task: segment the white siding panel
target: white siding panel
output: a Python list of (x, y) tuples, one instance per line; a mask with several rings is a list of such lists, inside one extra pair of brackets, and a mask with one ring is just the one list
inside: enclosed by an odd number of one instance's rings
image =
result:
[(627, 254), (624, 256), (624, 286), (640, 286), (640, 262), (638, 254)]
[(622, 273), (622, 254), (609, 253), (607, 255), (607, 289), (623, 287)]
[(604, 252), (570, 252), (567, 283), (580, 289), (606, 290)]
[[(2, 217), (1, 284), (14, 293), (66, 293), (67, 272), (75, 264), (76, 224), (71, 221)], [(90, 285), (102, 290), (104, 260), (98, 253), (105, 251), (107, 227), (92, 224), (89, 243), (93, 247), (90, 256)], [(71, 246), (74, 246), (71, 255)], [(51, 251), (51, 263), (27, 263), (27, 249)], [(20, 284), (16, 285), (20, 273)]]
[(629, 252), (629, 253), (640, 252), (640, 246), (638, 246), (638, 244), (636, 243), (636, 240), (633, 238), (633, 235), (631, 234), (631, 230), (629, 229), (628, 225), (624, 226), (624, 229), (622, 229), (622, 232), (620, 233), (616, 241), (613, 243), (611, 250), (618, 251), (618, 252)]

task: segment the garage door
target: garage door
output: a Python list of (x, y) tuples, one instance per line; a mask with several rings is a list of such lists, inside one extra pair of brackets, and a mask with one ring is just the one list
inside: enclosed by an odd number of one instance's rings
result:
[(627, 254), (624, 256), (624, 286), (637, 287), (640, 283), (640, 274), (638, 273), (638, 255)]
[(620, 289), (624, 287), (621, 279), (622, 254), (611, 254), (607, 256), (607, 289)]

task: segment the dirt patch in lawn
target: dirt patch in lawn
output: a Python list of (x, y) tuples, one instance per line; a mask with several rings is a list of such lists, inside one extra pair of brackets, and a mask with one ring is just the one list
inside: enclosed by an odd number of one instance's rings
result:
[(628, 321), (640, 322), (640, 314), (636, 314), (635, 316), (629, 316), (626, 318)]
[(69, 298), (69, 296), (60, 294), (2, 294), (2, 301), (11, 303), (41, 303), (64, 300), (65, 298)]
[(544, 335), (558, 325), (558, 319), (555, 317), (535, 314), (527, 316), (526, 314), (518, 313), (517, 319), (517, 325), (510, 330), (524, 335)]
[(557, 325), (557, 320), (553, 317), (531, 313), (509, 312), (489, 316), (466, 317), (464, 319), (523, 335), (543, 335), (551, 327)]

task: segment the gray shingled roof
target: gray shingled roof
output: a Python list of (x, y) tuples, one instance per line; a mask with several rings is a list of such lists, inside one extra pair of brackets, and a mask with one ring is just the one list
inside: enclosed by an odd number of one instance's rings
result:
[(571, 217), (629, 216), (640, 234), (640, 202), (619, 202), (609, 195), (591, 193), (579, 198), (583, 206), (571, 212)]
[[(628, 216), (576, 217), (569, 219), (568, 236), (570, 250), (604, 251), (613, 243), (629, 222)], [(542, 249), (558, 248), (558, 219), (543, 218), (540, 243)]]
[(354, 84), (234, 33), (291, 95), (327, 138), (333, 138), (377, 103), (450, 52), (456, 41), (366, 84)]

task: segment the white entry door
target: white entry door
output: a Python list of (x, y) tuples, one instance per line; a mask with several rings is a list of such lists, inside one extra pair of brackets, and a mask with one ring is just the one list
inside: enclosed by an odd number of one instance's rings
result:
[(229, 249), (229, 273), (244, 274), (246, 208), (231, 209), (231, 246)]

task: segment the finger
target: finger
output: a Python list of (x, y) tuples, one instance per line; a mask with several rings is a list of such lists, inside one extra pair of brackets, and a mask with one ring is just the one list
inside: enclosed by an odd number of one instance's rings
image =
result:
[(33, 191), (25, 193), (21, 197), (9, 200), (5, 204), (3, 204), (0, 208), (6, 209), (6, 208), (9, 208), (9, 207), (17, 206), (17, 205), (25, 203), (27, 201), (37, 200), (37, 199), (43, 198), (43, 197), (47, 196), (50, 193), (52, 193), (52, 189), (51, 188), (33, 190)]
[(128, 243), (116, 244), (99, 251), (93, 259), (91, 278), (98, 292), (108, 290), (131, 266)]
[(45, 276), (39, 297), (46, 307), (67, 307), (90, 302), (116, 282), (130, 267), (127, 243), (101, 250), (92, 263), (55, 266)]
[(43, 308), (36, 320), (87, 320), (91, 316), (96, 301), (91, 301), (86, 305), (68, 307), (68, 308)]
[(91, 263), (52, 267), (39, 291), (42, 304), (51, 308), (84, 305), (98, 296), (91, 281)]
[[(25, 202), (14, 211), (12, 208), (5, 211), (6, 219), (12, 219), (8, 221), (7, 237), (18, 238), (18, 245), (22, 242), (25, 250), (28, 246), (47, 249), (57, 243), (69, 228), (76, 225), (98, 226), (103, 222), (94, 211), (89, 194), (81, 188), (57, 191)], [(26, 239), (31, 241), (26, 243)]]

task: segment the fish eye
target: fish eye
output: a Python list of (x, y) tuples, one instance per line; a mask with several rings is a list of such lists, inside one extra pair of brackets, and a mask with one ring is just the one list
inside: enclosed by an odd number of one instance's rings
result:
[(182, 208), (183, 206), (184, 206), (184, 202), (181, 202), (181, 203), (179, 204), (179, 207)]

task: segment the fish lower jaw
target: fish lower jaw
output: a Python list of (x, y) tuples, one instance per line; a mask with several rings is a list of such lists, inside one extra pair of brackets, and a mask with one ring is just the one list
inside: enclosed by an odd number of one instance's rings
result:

_ _ _ _ _

*What the task asks*:
Nothing in the records may be left out; copy them all exactly.

*Response below*:
task: segment the white siding panel
target: white siding panel
output: a Python list of (x, y) tuples, one instance per line; a mask with several rings is a list of such lists, inside one extra pair of brackets, and a mask with one ring is just the one list
inside: enclosed by an odd number of one instance's rings
image =
result:
[(627, 254), (624, 256), (624, 286), (640, 286), (640, 262), (638, 254)]
[(622, 273), (622, 254), (609, 253), (607, 255), (607, 289), (623, 287)]
[(604, 252), (570, 252), (567, 283), (580, 289), (606, 290)]
[[(2, 217), (1, 284), (14, 293), (66, 293), (67, 272), (75, 264), (76, 224), (71, 221)], [(90, 285), (102, 290), (104, 260), (98, 253), (105, 251), (107, 227), (92, 224), (89, 243), (93, 247), (90, 256)], [(71, 246), (74, 246), (71, 255)], [(51, 251), (51, 263), (27, 263), (27, 249)], [(20, 284), (16, 285), (20, 273)]]
[(629, 252), (629, 253), (640, 252), (640, 246), (638, 246), (638, 244), (636, 243), (636, 240), (633, 238), (633, 235), (631, 234), (631, 230), (629, 229), (628, 225), (624, 226), (624, 229), (622, 229), (622, 232), (620, 233), (616, 241), (613, 243), (611, 250), (618, 251), (618, 252)]

task: segment the garage door
target: garage door
output: a Python list of (x, y) tuples, one instance per line; a mask with several rings is a list of such lists, inside one extra pair of brackets, and a mask with one ring is just the one list
inside: enclosed by an odd number of one instance's rings
result:
[(627, 254), (624, 256), (624, 286), (637, 287), (640, 283), (640, 274), (638, 273), (638, 255)]
[(620, 289), (624, 287), (621, 279), (622, 254), (611, 254), (607, 256), (607, 289)]

task: segment the dirt patch in lawn
target: dirt patch in lawn
output: a Python list of (x, y) tuples, one instance per line; a mask with several rings is a list of such lists, inside one extra pair of brackets, and a mask with one ring is just the one list
inside: enclosed by an odd number of one instance's rings
result:
[(628, 321), (640, 322), (640, 314), (636, 314), (635, 316), (629, 316), (626, 318)]
[(69, 298), (69, 296), (60, 294), (2, 294), (2, 301), (11, 303), (41, 303), (64, 300), (65, 298)]
[(544, 335), (558, 325), (558, 319), (555, 317), (535, 314), (527, 316), (526, 314), (518, 313), (517, 319), (517, 325), (510, 330), (524, 335)]
[(557, 325), (557, 320), (553, 317), (531, 313), (509, 312), (489, 316), (466, 317), (464, 319), (523, 335), (543, 335), (551, 327)]

task: segment the gray shingled roof
target: gray shingled roof
output: a Python list of (x, y) tuples, one instance per line; a mask with several rings is a list of such lists, inside one extra pair of brackets, and a mask with one ring is just the one list
inside: enclosed by an odd number of one instance's rings
result:
[(571, 217), (629, 216), (640, 234), (640, 202), (619, 202), (609, 195), (591, 193), (579, 198), (583, 206), (571, 212)]
[[(628, 216), (576, 217), (569, 219), (568, 236), (570, 250), (604, 251), (613, 243), (629, 222)], [(542, 249), (558, 248), (558, 219), (543, 218), (540, 243)]]
[(354, 84), (234, 33), (291, 95), (327, 138), (333, 138), (377, 103), (450, 52), (456, 41), (366, 84)]

task: segment the white entry door
target: white entry door
output: a Python list of (x, y) tuples, one instance per line; a mask with several rings is a list of such lists, inside one extra pair of brackets, and a mask with one ring is just the one list
inside: enclosed by an odd number of one instance's rings
result:
[(229, 249), (229, 273), (244, 274), (246, 208), (231, 209), (231, 246)]

task: segment the finger
target: finger
output: a Python list of (x, y) tuples, one instance per line; a mask with several rings is a list of such lists, inside one extra pair of brackets, and a mask with one ring is just the one list
inside: enclosed by an odd number of one instance's rings
image =
result:
[(33, 191), (25, 193), (21, 197), (9, 200), (5, 204), (3, 204), (0, 208), (6, 209), (6, 208), (9, 208), (9, 207), (17, 206), (17, 205), (25, 203), (27, 201), (37, 200), (37, 199), (43, 198), (43, 197), (47, 196), (50, 193), (52, 193), (52, 189), (51, 188), (33, 190)]
[(128, 243), (116, 244), (99, 251), (93, 259), (91, 278), (98, 292), (108, 290), (131, 266)]
[(45, 276), (39, 297), (46, 307), (67, 307), (90, 302), (116, 282), (130, 267), (127, 243), (101, 250), (92, 263), (55, 266)]
[(43, 308), (36, 320), (87, 320), (91, 316), (96, 301), (91, 301), (86, 305), (68, 307), (68, 308)]
[(91, 263), (52, 267), (39, 291), (42, 304), (51, 308), (84, 305), (98, 296), (91, 281)]
[[(25, 202), (14, 211), (12, 208), (5, 211), (6, 219), (12, 219), (8, 221), (7, 237), (18, 238), (18, 245), (22, 242), (25, 250), (28, 246), (47, 249), (57, 243), (69, 228), (76, 225), (98, 226), (103, 222), (94, 211), (89, 194), (81, 188), (57, 191)], [(26, 239), (31, 241), (26, 243)]]

task: segment the fish eye
target: fish eye
output: a Python list of (x, y) tuples, one instance per line; a mask with several rings is a list of such lists, inside one extra pair of brackets, and a mask with one ring is just the one list
inside: enclosed by an odd number of one instance's rings
result:
[(182, 208), (183, 206), (184, 206), (184, 202), (181, 202), (181, 203), (179, 204), (179, 207)]

task: segment the fish lower jaw
target: fish lower jaw
output: a Python list of (x, y) tuples, one instance per line; a mask with several rings is a list of such lists, inside one extra pair of brackets, and a mask with one ring is just the one list
inside: enclosed by an odd number of one instance's rings
result:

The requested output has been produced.